Required actions ->
A: Rewrite the paragraph beginning "Only five other states" from the excerpt on foreign corporation statutes as a short bulleted list that keeps its main facts.
B: Answer these questions using the excerpt on foreign corporation statutes:
(i) What inference do most courts draw from the word "until" in § 117?
(ii) The courts of which two states have not been called on to construe the "unless and until" language?
(iii) Which case is cited for the point that decisions from other states may help interpret § 383?
C: Pick up the excerpt on foreign corporation statutes after its last sentence and continue it.

Article ->
It is not unreasonable to assume, as most courts do, that the word "until," as used in § 117, provides an inference that a proceeding *219 may be stayed until compliance occurs.[8] Use of the words "unless and until," however, may imply that compliance is a prerequisite that must be satisfied before a proceeding may be maintained at any stage, including the period of inactivity during which a proceeding is stayed.
Only five other states, New York,[9] Maine,[10] Oklahoma,[11] Kansas,[12] and South Carolina[13] have statutes containing the "unless and until" language of § 383. Decisions from these states may assist in the interpretation of § 383. Giuricich v. Emtrol Corp., 449 A.2d at 238. Since the courts in neither Maine nor Oklahoma have been called upon to construe the "unless and until" language of their foreign corporation statutes, the discussion here is limited to cases from our own jurisdiction as well as New York, Kansas, and South Carolina.

Rows from a pointing dataset
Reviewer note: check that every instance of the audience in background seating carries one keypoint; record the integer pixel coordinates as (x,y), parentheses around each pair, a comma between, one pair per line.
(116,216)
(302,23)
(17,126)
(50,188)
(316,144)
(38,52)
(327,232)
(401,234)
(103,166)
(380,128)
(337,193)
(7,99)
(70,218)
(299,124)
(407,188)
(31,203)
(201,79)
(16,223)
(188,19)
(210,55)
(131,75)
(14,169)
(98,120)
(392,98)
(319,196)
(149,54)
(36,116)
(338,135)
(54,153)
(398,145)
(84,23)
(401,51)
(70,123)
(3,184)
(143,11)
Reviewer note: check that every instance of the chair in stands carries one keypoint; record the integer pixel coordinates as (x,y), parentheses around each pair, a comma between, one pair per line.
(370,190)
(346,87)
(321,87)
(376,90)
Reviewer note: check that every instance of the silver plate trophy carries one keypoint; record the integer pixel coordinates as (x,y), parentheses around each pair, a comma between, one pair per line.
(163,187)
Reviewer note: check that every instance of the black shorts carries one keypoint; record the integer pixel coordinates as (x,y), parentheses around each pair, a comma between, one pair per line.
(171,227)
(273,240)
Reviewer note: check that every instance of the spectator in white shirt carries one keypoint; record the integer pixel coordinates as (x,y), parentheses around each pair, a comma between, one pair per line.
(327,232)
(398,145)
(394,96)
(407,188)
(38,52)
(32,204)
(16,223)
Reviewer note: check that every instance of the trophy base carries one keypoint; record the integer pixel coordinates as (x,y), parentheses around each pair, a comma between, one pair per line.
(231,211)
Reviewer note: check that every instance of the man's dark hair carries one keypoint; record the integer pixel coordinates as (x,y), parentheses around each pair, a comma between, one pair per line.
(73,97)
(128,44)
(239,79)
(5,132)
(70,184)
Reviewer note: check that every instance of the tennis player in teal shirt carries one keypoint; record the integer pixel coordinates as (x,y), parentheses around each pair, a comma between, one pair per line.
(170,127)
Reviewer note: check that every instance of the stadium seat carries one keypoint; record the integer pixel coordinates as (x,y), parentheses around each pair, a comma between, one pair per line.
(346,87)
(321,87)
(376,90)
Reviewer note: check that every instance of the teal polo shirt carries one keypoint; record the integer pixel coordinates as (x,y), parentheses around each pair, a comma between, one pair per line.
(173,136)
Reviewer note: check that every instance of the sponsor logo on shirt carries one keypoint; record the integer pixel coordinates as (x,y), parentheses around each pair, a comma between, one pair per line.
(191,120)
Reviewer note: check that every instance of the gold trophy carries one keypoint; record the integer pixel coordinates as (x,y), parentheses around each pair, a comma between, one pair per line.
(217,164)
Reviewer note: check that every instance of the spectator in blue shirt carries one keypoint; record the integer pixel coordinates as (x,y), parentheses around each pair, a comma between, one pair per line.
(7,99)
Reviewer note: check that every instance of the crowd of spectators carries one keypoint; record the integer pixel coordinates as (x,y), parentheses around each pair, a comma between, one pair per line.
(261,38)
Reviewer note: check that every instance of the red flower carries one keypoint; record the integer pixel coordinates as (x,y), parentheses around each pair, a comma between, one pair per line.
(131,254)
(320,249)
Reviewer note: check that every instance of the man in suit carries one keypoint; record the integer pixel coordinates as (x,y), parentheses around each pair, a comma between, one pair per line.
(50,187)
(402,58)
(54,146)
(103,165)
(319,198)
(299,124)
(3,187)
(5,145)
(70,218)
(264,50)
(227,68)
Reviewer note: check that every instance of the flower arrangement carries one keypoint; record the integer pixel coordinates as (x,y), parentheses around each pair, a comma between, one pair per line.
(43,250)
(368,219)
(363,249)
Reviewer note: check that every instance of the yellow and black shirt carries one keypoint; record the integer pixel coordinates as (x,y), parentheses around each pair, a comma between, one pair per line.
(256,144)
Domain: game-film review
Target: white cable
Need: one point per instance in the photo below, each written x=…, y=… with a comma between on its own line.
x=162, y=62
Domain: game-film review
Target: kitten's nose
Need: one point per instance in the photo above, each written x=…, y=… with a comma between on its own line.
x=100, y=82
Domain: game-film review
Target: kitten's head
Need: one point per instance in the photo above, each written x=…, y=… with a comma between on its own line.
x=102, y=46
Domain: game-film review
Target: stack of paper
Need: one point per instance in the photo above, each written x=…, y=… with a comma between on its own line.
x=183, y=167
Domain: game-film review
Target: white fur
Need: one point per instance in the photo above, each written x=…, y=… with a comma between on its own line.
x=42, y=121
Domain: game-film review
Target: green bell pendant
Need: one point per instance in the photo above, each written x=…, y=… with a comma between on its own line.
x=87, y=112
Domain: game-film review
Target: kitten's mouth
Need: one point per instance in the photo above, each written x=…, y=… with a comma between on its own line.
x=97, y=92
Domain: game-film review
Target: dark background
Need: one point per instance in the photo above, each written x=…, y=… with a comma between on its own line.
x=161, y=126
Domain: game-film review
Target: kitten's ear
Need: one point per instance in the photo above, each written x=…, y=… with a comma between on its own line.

Answers ->
A:
- Only five other states have statutes with the "unless and until" language of § 383: New York, Maine, Oklahoma, Kansas, and South Carolina.
- Decisions from these states may help interpret § 383 (Giuricich v. Emtrol Corp., 449 A.2d at 238).
- Courts in Maine and Oklahoma have not been called on to construe this language in their foreign corporation statutes.
- The discussion is therefore limited to cases from the court's own jurisdiction and from New York, Kansas, and South Carolina.

B:
(i) A proceeding may be stayed until compliance occurs.
(ii) Maine and Oklahoma.
(iii) Giuricich v. Emtrol Corp., 449 A.2d at 238.

C:
This Court has never directly addressed the question of whether a foreign corporation must comply with § 383 before filing suit. In Farmers Bank of the State of Delaware v. Sinwellan Corp., Del.Supr., 367 A.2d 180 (1976), we faced the issue of whether a foreign corporation had "done business" in Delaware for § 383 purposes. Although that case did not directly concern the present issue, subsequent Superior Court decisions have interpreted language from Sinwellan as indicative of this Court's belief that § 383 bars a non-qualifying foreign corporation from commencing an action.
Sinwellan involved a Maryland corporation, Sinwellan Corp. ("Sinwellan"), that was not qualified to do business in Delaware under § 371. Sinwellan maintained a checking account in Farmers Bank ("Farmers"), which was located in Delaware. Sinwellan sued Farmers for alleged wrongful dishonor of certain checks drawn on Sinwellan's account. Farmers moved to dismiss the complaint, invoking § 383. The Superior Court denied the motion because it found that Sinwellan had not engaged insufficient business to trigger § 383. Sinwellan Corp. v. Farmers Bank of the State of Delaware, Del.Super., 345 A.2d 430, 432-433 (1975).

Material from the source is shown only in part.